DESCRIPTION OF THE TASK:
Each record must be returned exactly, apart from the pictures, which stay out.
[RECORDS FOR THE EXERCISE — start]
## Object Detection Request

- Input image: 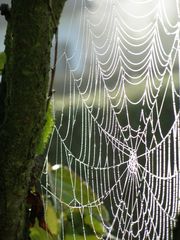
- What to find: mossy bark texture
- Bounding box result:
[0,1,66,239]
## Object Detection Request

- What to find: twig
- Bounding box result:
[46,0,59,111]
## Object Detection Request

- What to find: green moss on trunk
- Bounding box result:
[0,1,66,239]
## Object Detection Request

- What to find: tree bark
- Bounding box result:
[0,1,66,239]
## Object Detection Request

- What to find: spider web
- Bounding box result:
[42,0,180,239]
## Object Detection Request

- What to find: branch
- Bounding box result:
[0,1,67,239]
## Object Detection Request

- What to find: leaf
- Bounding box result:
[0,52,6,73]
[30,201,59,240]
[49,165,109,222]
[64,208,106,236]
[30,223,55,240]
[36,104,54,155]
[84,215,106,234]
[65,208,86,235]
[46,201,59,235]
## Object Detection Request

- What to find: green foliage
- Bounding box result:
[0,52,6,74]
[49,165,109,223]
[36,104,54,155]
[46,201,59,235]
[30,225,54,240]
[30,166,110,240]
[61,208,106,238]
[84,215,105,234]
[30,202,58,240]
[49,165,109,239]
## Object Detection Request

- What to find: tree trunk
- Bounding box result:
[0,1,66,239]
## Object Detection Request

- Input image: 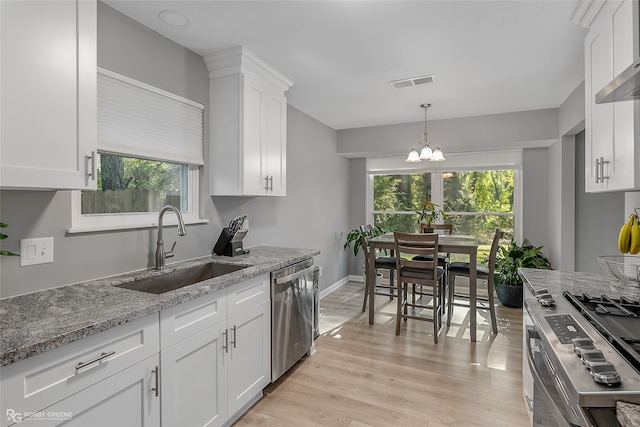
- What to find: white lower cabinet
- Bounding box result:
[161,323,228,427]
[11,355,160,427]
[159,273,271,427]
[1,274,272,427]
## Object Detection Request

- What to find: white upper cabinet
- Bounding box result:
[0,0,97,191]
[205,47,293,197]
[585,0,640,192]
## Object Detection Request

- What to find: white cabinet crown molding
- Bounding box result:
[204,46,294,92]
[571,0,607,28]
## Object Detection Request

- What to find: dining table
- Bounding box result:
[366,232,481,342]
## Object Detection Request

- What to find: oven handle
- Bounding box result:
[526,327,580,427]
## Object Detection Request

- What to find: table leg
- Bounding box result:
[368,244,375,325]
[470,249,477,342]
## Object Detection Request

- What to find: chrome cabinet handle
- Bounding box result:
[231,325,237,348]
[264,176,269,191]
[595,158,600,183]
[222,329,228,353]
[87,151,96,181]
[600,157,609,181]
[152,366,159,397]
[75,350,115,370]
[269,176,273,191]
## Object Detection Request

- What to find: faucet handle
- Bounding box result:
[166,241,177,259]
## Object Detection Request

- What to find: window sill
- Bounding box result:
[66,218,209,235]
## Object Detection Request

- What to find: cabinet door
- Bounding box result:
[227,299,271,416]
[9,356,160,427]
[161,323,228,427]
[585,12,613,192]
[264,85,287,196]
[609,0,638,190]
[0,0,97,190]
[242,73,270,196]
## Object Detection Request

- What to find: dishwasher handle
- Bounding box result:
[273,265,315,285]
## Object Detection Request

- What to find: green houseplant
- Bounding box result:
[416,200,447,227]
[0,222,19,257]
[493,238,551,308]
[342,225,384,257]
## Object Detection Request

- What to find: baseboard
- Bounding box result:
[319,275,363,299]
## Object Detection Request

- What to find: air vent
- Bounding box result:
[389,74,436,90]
[RECORDS FOR THE EXERCISE — finish]
SOLUTION FOR THIS EXERCISE:
## Object Detection Request

- Input image: 
- What to find: mossy bark texture
- Bounding box result:
[0,1,66,239]
## Object Detection Request

- What to find: twig
- Bounding box result:
[46,0,59,111]
## Object Detection Request

- What to find: green moss on trunk
- Bounding box result:
[0,1,66,239]
## Object Detection Request

- What to find: tree bark
- Bounding box result:
[0,1,66,239]
## Object Detection Request

- What to find: spider web
- Bounding box result:
[42,0,180,239]
## Object Detection Request

- What to find: branch
- Bounding box result:
[0,1,67,239]
## Object Detection Request

- What to find: leaf
- Bounding box result:
[0,52,6,73]
[30,201,59,240]
[49,165,109,222]
[64,208,106,236]
[30,223,55,240]
[36,104,54,155]
[84,215,106,234]
[65,208,86,235]
[46,201,59,235]
## Object Detection Request

- What to find: green foliage
- Bounding box result:
[0,52,6,74]
[49,165,109,223]
[36,104,54,155]
[46,201,59,235]
[30,225,54,240]
[30,166,110,240]
[61,208,106,238]
[84,215,105,234]
[30,202,58,240]
[49,165,109,239]
## Object Detection Request

- What to find: tree trunk
- Bounding box result:
[0,1,66,239]
## Object Detection Request

- Input image: 
- What to find: white lower cabinet
- Bounding box result:
[161,323,228,427]
[11,355,160,427]
[159,273,271,427]
[1,274,272,427]
## Object Detection Request

- What to find: white upper cabinet
- Bounding box result:
[0,0,97,191]
[205,47,293,197]
[585,0,640,192]
## Object Detection Request

- What to find: white cabinet crown molding
- Bounding box result:
[204,46,294,92]
[571,0,607,28]
## Object Detection Request

- What to find: dining table
- Bounding box result:
[366,232,481,342]
## Object Detection Request

- What to find: oven handle
- Bounding box result:
[526,327,580,427]
## Object Detection Request

- What to find: table leg
- Bounding box result:
[368,244,375,325]
[470,249,477,342]
## Object Detection Request

- What to find: chrome cabinet handle
- Bounding box result:
[231,325,237,348]
[264,176,269,191]
[595,158,600,183]
[222,329,228,353]
[87,151,96,181]
[600,157,609,181]
[152,366,159,397]
[75,350,115,370]
[269,176,273,191]
## Object Detection Request

- What to find: faucet handle
- Bounding box result:
[166,241,177,259]
## Object Detection Request

- What to find: window sill
- Bounding box result:
[66,218,209,235]
## Object Detection Request

- What to find: cabinet door
- Bounding box result:
[227,299,271,416]
[9,356,160,427]
[161,323,228,427]
[585,12,613,192]
[264,85,287,196]
[609,0,638,190]
[0,0,97,190]
[242,73,270,196]
## Object Detection Request

- What to find: dishwasher handle
- Bounding box result:
[273,265,315,285]
## Object Detection Request

- What to find: green houseplant
- Bounding box result:
[416,200,447,227]
[0,222,19,257]
[493,238,551,308]
[342,225,384,257]
## Object Detection Request

- What to find: baseboard
- Bounding box result:
[319,275,363,299]
## Object Detection Request

- What to find: air vent
- Bounding box result:
[389,74,436,90]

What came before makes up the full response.